(Data extracted from a collection)
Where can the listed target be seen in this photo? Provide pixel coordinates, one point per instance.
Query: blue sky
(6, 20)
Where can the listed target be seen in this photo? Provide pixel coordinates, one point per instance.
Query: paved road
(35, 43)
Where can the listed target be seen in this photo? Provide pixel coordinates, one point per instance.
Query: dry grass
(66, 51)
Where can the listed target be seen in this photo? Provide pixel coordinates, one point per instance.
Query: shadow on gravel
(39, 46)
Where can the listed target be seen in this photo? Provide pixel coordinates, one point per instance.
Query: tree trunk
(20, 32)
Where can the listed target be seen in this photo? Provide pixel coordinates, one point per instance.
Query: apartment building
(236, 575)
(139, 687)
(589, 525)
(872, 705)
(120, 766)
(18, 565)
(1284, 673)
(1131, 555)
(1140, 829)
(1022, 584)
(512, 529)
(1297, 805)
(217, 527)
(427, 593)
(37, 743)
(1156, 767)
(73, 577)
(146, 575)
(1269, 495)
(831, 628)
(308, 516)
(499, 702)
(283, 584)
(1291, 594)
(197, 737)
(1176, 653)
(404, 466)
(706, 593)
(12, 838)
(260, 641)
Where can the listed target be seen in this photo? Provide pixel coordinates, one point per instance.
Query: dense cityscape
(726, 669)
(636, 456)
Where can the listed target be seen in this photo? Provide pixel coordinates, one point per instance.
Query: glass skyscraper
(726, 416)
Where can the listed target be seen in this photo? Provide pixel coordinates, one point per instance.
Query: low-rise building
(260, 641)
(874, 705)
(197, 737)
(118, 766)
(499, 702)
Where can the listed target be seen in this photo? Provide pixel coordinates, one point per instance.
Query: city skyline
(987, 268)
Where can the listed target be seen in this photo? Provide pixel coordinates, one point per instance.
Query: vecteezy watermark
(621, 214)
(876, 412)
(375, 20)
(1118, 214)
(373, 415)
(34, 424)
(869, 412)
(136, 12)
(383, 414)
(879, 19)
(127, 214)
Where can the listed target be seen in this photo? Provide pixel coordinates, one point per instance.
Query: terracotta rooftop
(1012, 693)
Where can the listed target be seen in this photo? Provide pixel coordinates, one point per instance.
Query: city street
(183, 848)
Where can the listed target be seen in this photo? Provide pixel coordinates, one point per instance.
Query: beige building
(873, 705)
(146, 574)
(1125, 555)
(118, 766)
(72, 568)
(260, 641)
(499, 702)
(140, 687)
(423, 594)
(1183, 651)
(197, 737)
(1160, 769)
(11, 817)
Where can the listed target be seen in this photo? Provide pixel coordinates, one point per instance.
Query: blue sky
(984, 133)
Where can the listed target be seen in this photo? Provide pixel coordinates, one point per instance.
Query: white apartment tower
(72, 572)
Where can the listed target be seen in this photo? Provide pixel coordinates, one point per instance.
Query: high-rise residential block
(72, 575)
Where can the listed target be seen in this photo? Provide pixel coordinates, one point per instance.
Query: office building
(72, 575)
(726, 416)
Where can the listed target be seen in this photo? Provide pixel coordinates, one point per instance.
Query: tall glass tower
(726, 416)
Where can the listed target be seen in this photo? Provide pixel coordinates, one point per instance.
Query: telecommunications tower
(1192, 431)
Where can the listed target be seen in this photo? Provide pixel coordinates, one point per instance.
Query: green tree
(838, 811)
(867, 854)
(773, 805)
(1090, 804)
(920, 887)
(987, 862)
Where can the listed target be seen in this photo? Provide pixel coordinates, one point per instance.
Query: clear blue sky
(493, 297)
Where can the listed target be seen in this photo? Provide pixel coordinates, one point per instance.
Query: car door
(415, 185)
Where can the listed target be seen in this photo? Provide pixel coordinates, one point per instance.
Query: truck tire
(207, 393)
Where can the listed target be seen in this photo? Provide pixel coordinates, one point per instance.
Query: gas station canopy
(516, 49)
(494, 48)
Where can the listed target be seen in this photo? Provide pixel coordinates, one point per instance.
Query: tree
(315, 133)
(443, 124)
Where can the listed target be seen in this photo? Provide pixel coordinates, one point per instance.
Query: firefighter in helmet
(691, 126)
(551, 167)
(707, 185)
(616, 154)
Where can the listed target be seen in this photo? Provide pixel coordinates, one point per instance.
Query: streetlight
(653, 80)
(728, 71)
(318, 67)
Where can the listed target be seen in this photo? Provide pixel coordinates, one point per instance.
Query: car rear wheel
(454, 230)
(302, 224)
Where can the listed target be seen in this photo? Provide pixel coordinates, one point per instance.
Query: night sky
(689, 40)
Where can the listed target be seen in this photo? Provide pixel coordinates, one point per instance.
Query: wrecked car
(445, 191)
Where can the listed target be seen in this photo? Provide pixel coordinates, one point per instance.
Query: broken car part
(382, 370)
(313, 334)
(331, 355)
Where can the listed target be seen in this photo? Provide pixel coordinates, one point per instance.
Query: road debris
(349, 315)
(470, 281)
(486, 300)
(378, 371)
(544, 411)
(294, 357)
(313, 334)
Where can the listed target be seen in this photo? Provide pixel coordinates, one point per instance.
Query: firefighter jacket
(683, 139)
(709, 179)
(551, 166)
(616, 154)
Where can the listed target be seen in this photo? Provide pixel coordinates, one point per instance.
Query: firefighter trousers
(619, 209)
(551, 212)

[Stated task]: Above are the records; retype every one exactly.

[Result of the exercise]:
Where can the listed target be seen in this photo? Provide pixel coordinates, one point per instance.
Query: blue sky
(6, 20)
Where can the listed target be seen in this photo? Provide pixel coordinates, one point per instance.
Query: paved road
(35, 43)
Where can the listed target be seen in this photo? Provide pixel coordinates, one point per instance.
Query: dry grass
(66, 51)
Where can the listed target be seen in this photo? Provide pixel coordinates, one point per instance.
Query: shadow on gravel
(39, 46)
Where can the listed target be seen in this photo? Provide pixel coordinates, one point per instance.
Query: tree trunk
(20, 32)
Where can the listed target be seen in this photo? Provide pixel coordinates, one point per instance.
Query: apartment building
(236, 575)
(139, 687)
(589, 525)
(872, 705)
(120, 766)
(18, 565)
(1284, 673)
(1131, 555)
(1140, 829)
(1022, 584)
(512, 529)
(1297, 805)
(217, 527)
(427, 593)
(37, 743)
(1156, 767)
(73, 577)
(146, 575)
(1269, 495)
(831, 628)
(308, 516)
(499, 702)
(283, 584)
(1291, 594)
(197, 737)
(1176, 653)
(404, 466)
(706, 593)
(12, 838)
(260, 641)
Where can the listed target be seen in this photo? Provide pixel coordinates, one point per instance.
Query: dense cityscape
(726, 669)
(636, 456)
Where can the listed target be seen in this photo? Provide pixel coordinates, one point per instance.
Query: glass skyscraper
(726, 416)
Where can the listed target be seen in this photo? Provide pixel coordinates, one point per instance.
Query: low-rise building
(260, 641)
(874, 705)
(197, 737)
(118, 766)
(499, 702)
Where can the listed target be seen in this photo? Provide pixel coordinates, one point per instance.
Query: city skyline
(987, 268)
Where can the listed target be seen in this photo? Provide pixel coordinates, one point per instance.
Query: vecteezy watermark
(621, 214)
(876, 412)
(375, 20)
(1118, 214)
(373, 415)
(34, 424)
(869, 412)
(136, 12)
(383, 414)
(879, 19)
(127, 214)
Where can the listed target be seen in this photo? Provide pixel coordinates, one point per instance.
Query: terracotta rooftop
(1012, 693)
Where can the listed target be seen in this photo? Provide pixel coordinates, one point per instance.
Query: city street
(183, 848)
Where can the listed target be seen in this photo? Provide pixel coordinates, one point per instance.
Query: beige building
(873, 705)
(146, 574)
(1125, 555)
(118, 766)
(72, 568)
(260, 641)
(499, 702)
(140, 687)
(423, 594)
(1183, 651)
(197, 737)
(1160, 769)
(11, 817)
Where can the listed target be seen in this photo? Provide pixel coordinates, one point per instance.
Query: blue sky
(984, 133)
Where can the listed target be seen in this photo? Provide pixel coordinates, one point per instance.
Query: white apartment tower
(72, 572)
Where can the listed target be seen in this photo? Provide pixel coordinates, one point per instance.
Query: high-rise residential block
(72, 575)
Where can the listed target be seen in this photo? Provide pixel coordinates, one point per instance.
Query: office building
(72, 575)
(726, 416)
Where can the listed target be seen in this photo? Provide pixel coordinates, one point per instance.
Query: tall glass tower
(726, 416)
Where can the listed target be seen in this photo? Provide pixel coordinates, one point per instance.
Query: telecommunications tower
(1192, 431)
Where can the listed target be seen in this photo? Provide pixel coordinates, one point per instance.
Query: green tree
(838, 811)
(867, 854)
(773, 805)
(1090, 804)
(920, 887)
(987, 862)
Where can the listed target be seen in this photo? Provide pixel coordinates, one point per instance.
Query: clear blue sky
(493, 297)
Where can the listed target be seen in this photo? Provide pixel coordinates, one point per instance.
Query: car door
(415, 185)
Where can the listed target be seen in this photo? Provide pixel coordinates, one point per instance.
Query: truck tire
(207, 393)
Where can the listed target be seen in this photo? Provide pixel coordinates, one point per instance.
Query: gas station canopy
(516, 49)
(494, 48)
Where can the listed target be seen in this photo? Provide pixel coordinates, one point per instance.
Query: tree
(315, 133)
(443, 124)
Where can the listed target be seen in this photo? Provide pixel coordinates, one point per instance.
Query: firefighter in helmet
(691, 126)
(551, 167)
(707, 185)
(616, 154)
Where can the listed target be seen in this photo? Provide pixel coordinates, one point per instance.
Query: streetlight
(653, 80)
(728, 71)
(318, 67)
Where can the listed target be seen in this photo? Provide pixel coordinates, one point per instance.
Query: car rear wheel
(454, 230)
(302, 224)
Where can the listed target be seen in this photo? Provide pixel coordinates, one point per instance.
Query: night sky
(689, 40)
Where can the listed target be seen in this photo? Provide pixel coordinates, one point per instance.
Query: wrecked car
(445, 191)
Where can the listed target be seen in this photo? Provide pixel coordinates, one point per instance.
Query: broken car part
(382, 370)
(313, 334)
(331, 355)
Where can the listed target be seen in this photo? Provide pixel coordinates, one point per instance.
Query: road debris
(349, 315)
(470, 281)
(486, 300)
(378, 371)
(544, 411)
(294, 357)
(313, 334)
Where can the listed target be seen in this photo? Provide pixel coordinates, one point per instance.
Query: firefighter jacket
(683, 139)
(709, 179)
(551, 166)
(616, 154)
Where can the listed target be seen in this photo? Provide pixel coordinates, one point per instance.
Query: firefighter trousers
(619, 209)
(551, 212)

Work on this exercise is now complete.